EXERCISE REQUIREMENTS:
**1)** Reproduce the undersea tunnel article word for word.
**2)** State how many lines of the records contain the string "greens". Case counts, and the reply should be the number alone.

** Start of EXCERPT TO READ **

# Deep inside a forgotten Undersea Tunnel



## The Lost Trails (Jan 1, 2022)

Hidden beneath the waves in this small coastal town lies a forgotten undersea tunnel. It was build in the 70s, a time when Yugoslavia was rapidly developing its industry, which had an absolute priority. All resources were relentlessly exploited for industrialization regardless of cost. This town was no exception, so because it already had a bulk carrier unload facility present, it was chosen as the location of a new coke production plant. As the new factory location was right opposite the existing ship unloading facility, a 400 m long undersea tunnel was constructed connecting the two. Using a long conveyor belt, coal was unloaded from the big transport ships and transferred to the coke factory. But why didn't they build a bridge or gone around the bay, you might ask? The answer is simple, aesthetics. A bridge would interfere with shipping and take away from the bay's beautiful landscape.

















The tunnel consists of individual pipes 40 m in length that were made on land and then loaded on a transport ship before being submerged and connected underwater. To not obstruct normal shipping operations, the tunnel was laid on pillows 6 m under the surface.
















The cookery, with it's 250 m tall chimney began production in 1978. But after 16 years, and more than 13 million tons of produced coke, the plant was shut down due to high pollution and the tunnel left forgotten. Locals complained that the water around the plat smelled, and it would frequently change color (dark red).

** End of EXCERPT TO READ **
** Start of RECORDED DATA **

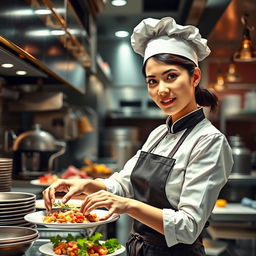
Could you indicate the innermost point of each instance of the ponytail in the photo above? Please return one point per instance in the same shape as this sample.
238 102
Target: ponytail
206 98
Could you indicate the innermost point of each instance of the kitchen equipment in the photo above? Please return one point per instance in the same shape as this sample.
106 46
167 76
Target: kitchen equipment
241 156
14 206
120 143
5 174
17 240
34 151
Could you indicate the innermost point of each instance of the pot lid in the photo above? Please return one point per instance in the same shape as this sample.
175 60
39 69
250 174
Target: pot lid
36 139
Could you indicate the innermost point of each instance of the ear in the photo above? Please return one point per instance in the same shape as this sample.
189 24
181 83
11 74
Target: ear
196 76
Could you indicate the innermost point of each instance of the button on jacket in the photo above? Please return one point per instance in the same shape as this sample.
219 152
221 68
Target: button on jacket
203 164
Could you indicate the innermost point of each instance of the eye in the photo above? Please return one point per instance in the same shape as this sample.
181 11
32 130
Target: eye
171 76
151 82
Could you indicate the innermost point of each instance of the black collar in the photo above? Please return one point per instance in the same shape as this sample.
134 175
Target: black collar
189 120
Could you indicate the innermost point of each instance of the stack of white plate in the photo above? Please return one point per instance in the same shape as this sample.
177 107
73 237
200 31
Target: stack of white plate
15 241
14 206
5 174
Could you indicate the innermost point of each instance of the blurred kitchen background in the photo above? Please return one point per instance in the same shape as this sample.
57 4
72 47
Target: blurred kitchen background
71 89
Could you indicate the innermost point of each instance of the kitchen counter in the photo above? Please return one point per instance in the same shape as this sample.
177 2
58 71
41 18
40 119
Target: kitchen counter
25 187
233 212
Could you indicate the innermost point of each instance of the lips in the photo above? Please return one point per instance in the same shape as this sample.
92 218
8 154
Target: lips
167 101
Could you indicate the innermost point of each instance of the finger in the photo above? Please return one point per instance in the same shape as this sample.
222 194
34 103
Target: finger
93 206
109 214
69 195
49 194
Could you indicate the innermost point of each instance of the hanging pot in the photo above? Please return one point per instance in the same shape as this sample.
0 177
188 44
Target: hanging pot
34 151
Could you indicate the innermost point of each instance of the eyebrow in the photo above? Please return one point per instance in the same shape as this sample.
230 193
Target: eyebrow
165 72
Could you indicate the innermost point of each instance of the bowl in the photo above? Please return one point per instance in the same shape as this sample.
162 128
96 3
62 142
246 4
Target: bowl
17 240
16 234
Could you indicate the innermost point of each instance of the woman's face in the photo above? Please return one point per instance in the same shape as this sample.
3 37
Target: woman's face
171 87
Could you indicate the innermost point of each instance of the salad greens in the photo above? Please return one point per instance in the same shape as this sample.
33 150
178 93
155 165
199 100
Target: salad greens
111 244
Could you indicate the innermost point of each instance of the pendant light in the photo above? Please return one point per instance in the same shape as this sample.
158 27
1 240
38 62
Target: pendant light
232 74
246 53
219 84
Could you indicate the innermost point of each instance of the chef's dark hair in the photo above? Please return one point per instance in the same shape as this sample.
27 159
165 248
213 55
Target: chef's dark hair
204 97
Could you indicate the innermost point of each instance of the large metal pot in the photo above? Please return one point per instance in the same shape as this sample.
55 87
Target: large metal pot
241 155
34 151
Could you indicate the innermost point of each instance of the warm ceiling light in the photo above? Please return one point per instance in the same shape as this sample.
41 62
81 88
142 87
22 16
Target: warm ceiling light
121 33
7 65
219 85
232 75
43 12
21 72
246 53
118 2
58 32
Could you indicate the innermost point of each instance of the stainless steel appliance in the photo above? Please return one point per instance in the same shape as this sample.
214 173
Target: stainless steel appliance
242 156
34 151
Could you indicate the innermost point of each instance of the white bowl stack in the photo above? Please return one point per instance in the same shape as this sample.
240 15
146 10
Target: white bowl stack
14 206
5 174
15 241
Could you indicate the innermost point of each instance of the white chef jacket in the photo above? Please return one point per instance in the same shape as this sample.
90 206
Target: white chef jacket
203 164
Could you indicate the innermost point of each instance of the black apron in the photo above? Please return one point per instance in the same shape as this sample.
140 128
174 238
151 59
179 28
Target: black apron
148 179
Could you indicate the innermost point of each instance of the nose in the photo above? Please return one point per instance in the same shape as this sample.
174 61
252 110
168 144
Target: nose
163 89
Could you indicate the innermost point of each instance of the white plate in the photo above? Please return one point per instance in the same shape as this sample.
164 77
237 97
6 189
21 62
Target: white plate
37 183
48 249
71 203
37 218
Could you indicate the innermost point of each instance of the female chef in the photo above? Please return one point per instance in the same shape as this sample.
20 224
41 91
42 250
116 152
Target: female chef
170 186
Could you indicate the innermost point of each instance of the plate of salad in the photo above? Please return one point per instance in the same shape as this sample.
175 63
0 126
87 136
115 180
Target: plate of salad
82 246
70 218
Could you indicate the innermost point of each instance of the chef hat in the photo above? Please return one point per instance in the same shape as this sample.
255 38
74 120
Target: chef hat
153 36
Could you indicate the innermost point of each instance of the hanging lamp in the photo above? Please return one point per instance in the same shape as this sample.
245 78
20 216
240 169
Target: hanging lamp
246 53
219 84
232 74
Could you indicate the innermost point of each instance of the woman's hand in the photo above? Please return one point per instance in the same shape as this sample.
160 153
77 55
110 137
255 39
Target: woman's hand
70 186
102 198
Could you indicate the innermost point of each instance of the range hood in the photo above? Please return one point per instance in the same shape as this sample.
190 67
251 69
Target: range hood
23 61
52 48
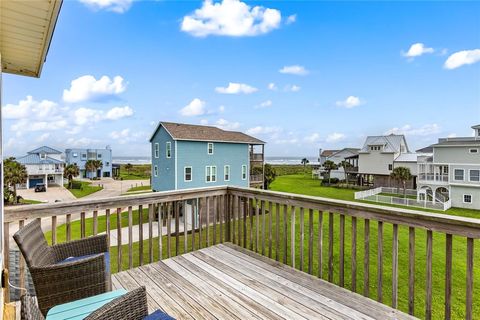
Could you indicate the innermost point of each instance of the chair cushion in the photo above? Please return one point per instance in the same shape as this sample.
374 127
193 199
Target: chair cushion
106 255
158 315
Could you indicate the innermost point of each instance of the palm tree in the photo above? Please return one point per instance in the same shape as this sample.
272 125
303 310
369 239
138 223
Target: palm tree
305 162
402 174
329 165
14 174
71 171
128 167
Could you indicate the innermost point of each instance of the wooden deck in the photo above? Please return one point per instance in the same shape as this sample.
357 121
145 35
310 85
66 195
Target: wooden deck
229 282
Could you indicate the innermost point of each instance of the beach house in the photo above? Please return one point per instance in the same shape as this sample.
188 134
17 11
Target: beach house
193 156
44 165
452 172
81 156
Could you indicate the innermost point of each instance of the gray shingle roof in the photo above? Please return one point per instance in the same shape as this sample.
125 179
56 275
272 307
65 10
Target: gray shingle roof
35 159
180 131
45 149
391 143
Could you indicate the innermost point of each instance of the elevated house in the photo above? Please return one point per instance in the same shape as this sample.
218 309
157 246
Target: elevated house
44 165
193 156
81 156
452 173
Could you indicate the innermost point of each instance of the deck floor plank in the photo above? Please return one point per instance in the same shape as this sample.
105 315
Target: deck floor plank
229 282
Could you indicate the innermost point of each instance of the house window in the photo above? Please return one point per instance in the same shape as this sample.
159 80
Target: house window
226 171
475 175
157 150
169 150
187 174
210 174
458 174
467 198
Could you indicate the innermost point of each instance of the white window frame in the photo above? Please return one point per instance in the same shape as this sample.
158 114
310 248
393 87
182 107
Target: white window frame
470 175
225 176
168 150
210 175
454 174
244 172
185 174
208 148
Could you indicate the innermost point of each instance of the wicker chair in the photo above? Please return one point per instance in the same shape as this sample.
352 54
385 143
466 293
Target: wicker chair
58 278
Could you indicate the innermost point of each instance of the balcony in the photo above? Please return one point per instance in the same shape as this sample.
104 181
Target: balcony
230 253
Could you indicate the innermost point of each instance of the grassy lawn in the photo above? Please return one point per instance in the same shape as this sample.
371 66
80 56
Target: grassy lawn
85 189
140 188
137 172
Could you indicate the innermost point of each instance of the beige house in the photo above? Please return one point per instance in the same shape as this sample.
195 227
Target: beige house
452 172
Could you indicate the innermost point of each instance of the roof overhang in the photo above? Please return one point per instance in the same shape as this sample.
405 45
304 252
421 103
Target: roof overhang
26 30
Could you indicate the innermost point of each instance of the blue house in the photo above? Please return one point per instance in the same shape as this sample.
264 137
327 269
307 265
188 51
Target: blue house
192 156
80 157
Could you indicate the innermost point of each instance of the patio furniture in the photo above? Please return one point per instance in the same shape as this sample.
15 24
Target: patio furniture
64 272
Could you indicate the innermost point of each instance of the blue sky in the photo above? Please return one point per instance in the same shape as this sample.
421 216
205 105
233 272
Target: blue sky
299 75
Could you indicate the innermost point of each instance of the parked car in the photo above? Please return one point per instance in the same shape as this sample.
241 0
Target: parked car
40 187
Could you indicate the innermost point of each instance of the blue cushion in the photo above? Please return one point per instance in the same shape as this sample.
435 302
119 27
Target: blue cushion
158 315
106 255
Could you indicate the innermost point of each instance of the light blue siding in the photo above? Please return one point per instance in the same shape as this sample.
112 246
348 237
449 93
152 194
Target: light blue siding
165 180
194 154
74 156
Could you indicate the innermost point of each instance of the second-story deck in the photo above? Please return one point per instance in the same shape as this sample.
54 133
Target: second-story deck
289 256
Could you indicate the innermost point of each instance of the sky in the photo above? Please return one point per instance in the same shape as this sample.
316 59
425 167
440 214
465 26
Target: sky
300 75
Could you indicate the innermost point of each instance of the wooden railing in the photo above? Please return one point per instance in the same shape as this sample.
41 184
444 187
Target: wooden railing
342 242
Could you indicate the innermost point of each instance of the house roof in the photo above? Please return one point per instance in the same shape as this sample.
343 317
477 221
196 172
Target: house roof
391 143
328 153
190 132
45 149
34 158
26 32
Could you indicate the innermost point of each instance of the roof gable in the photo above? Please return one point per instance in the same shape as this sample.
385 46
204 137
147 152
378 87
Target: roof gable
190 132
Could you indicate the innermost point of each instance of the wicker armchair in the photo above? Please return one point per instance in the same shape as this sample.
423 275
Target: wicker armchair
58 278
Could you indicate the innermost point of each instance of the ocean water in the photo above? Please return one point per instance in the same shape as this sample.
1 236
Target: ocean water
270 160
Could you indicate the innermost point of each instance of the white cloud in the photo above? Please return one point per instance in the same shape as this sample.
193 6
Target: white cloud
87 88
313 138
272 86
231 18
350 102
292 88
195 108
236 88
416 50
291 19
118 113
335 137
408 130
227 125
117 6
264 104
462 58
294 69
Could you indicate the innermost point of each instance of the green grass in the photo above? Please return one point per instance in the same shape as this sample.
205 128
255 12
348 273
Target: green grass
85 190
140 188
138 172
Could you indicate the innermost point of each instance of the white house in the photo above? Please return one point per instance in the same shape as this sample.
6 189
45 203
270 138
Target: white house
44 165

** End of RECORDED DATA **

EXERCISE RESPONSES:
**1)**
# Deep inside a forgotten Undersea Tunnel



## The Lost Trails (Jan 1, 2022)

Hidden beneath the waves in this small coastal town lies a forgotten undersea tunnel. It was build in the 70s, a time when Yugoslavia was rapidly developing its industry, which had an absolute priority. All resources were relentlessly exploited for industrialization regardless of cost. This town was no exception, so because it already had a bulk carrier unload facility present, it was chosen as the location of a new coke production plant. As the new factory location was right opposite the existing ship unloading facility, a 400 m long undersea tunnel was constructed connecting the two. Using a long conveyor belt, coal was unloaded from the big transport ships and transferred to the coke factory. But why didn't they build a bridge or gone around the bay, you might ask? The answer is simple, aesthetics. A bridge would interfere with shipping and take away from the bay's beautiful landscape.

















The tunnel consists of individual pipes 40 m in length that were made on land and then loaded on a transport ship before being submerged and connected underwater. To not obstruct normal shipping operations, the tunnel was laid on pillows 6 m under the surface.
















The cookery, with it's 250 m tall chimney began production in 1978. But after 16 years, and more than 13 million tons of produced coke, the plant was shut down due to high pollution and the tunnel left forgotten. Locals complained that the water around the plat smelled, and it would frequently change color (dark red).

**2)** 2